__Passage given__:

_____

Attached files

file filename
EX-4.1 - EX-4.1 - Rhino Resource Partners LPa16-7061_1ex4d1.htm
EX-10.1 - EX-10.1 - Rhino Resource Partners LPa16-7061_1ex10d1.htm
EX-10.2 - EX-10.2 - Rhino Resource Partners LPa16-7061_1ex10d2.htm
EX-99.2 - EX-99.2 - Rhino Resource Partners LPa16-7061_1ex99d2.htm
EX-99.1 - EX-99.1 - Rhino Resource Partners LPa16-7061_1ex99d1.htm

 

 

UNITED STATES SECURITIES AND EXCHANGE COMMISSION
Washington, D.C. 20549

 

FORM 8-K

 

CURRENT REPORT PURSUANT TO SECTION 13 OR 15(d)
OF THE SECURITIES EXCHANGE ACT OF 1934

 

Date of Report (Date of earliest event reported): March 17, 2016

 

Rhino Resource Partners LP
(Exact name of registrant as specified in its charter)

 

Delaware
(State or other jurisdiction
of incorporation or organization)

 

001-34892
(Commission
File Number)

 

27-2377517
(IRS Employer
Identification No.)

 

424 Lewis Hargett Circle, Suite 250
Lexington, Kentucky 40503
(Address of principal executive office) (Zip Code)

_____

__Your tasks__:
A - Reproduce the Form 8-K cover page, starting with "OF THE SECURITIES" and going on through "in its charter)".
B - Answer these from the Form 8-K cover page:
(i) In which state is the registrant incorporated?
(ii) What is the date of the earliest event reported?
(iii) What is the Commission File Number?

__Recorded information__:
_____

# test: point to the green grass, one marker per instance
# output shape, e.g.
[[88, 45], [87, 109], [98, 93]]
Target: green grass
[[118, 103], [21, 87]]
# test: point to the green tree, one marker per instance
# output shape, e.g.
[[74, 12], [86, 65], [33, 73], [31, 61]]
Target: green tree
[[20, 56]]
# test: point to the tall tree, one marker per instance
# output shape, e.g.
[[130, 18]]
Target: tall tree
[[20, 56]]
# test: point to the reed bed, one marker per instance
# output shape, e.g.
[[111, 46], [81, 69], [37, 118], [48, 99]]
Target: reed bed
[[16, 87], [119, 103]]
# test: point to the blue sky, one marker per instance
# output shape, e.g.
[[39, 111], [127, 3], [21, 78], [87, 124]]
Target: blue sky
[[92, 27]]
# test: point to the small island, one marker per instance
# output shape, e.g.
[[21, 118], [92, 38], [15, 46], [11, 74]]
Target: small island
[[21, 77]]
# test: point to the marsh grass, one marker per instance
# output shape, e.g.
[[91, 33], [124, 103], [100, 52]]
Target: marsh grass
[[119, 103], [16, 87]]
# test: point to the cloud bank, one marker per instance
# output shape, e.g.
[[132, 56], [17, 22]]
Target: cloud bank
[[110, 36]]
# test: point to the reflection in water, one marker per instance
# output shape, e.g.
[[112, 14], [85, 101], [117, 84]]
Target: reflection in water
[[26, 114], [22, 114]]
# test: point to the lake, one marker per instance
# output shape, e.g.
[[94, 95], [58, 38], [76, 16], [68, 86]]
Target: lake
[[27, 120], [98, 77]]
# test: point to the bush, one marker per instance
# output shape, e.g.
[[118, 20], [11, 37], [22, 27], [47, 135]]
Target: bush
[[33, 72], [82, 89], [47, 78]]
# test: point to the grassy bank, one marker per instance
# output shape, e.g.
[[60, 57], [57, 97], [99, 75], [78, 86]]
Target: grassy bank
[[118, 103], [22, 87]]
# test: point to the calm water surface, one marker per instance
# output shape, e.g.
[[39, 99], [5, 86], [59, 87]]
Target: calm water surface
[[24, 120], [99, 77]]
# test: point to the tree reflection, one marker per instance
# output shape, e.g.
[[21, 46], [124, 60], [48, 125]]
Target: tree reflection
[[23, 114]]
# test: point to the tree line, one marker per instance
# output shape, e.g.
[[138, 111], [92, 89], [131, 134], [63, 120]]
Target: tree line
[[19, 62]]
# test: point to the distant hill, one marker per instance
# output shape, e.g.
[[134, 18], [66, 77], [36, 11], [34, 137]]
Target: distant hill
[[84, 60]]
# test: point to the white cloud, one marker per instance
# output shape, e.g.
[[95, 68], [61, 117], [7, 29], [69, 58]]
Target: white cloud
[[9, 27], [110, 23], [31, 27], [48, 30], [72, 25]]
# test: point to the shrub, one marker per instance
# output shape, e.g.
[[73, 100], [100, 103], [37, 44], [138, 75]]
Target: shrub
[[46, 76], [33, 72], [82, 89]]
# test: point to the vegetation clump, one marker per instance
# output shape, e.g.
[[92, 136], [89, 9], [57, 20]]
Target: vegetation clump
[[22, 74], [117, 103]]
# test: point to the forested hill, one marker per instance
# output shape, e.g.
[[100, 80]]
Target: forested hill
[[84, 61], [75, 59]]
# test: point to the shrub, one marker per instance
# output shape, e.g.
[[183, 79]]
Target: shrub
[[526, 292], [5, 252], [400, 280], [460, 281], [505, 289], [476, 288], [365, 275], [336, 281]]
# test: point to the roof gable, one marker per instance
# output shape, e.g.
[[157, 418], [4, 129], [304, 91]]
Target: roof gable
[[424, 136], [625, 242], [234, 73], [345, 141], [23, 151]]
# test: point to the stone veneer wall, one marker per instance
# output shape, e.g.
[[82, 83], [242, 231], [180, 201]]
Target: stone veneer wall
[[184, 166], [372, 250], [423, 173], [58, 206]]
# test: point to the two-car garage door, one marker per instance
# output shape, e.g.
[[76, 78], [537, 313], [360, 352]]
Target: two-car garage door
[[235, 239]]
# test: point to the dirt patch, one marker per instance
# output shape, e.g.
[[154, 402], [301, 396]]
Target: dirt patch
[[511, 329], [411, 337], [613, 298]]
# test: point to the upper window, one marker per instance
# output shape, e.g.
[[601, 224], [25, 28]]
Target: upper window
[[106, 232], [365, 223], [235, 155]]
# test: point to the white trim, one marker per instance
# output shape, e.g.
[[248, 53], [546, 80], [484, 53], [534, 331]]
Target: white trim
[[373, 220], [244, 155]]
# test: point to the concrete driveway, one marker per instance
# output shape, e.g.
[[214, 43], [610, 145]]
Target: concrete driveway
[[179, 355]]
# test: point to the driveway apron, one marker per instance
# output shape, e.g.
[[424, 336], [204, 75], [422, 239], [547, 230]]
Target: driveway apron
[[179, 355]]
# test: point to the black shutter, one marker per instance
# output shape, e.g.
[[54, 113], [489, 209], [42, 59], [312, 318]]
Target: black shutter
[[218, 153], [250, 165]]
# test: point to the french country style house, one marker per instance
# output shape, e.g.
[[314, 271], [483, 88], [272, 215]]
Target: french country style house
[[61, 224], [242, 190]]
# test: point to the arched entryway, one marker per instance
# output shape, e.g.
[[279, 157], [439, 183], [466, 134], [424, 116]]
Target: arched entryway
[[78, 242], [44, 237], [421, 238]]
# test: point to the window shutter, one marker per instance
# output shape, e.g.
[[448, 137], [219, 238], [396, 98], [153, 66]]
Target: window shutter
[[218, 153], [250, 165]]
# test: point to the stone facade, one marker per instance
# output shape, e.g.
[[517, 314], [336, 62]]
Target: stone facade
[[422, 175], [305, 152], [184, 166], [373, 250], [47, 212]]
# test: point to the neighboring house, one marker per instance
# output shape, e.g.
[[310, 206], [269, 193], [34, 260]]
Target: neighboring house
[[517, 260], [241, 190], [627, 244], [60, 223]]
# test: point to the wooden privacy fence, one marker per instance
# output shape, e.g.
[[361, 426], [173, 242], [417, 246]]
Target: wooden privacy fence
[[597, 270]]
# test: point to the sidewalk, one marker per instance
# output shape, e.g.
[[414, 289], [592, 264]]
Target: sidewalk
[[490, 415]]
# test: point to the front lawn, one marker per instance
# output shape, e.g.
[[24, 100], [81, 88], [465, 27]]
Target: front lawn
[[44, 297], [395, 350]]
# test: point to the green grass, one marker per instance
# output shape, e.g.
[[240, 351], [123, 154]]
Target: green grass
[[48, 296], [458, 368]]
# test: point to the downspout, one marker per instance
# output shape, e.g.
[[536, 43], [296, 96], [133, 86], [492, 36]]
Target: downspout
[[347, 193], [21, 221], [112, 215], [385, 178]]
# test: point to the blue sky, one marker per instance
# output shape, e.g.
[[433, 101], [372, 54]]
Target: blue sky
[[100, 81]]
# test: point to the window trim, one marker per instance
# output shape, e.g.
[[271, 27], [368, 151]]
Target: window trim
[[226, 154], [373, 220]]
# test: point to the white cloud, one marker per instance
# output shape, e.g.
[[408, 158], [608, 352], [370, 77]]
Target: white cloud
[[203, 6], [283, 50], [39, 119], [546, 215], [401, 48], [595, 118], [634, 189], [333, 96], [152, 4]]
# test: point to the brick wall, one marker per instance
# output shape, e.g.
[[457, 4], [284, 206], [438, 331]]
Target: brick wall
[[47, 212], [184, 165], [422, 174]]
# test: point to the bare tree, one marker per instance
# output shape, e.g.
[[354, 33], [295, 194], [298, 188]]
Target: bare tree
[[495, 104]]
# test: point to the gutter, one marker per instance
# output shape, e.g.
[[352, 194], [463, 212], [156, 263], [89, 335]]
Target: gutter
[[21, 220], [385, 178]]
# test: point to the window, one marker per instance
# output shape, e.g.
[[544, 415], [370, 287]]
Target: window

_____

__The results__:
A -
OF THE SECURITIES EXCHANGE ACT OF 1934

 

Date of Report (Date of earliest event reported): March 17, 2016

 

Rhino Resource Partners LP
(Exact name of registrant as specified in its charter)

B -
(i) Delaware
(ii) March 17, 2016
(iii) 001-34892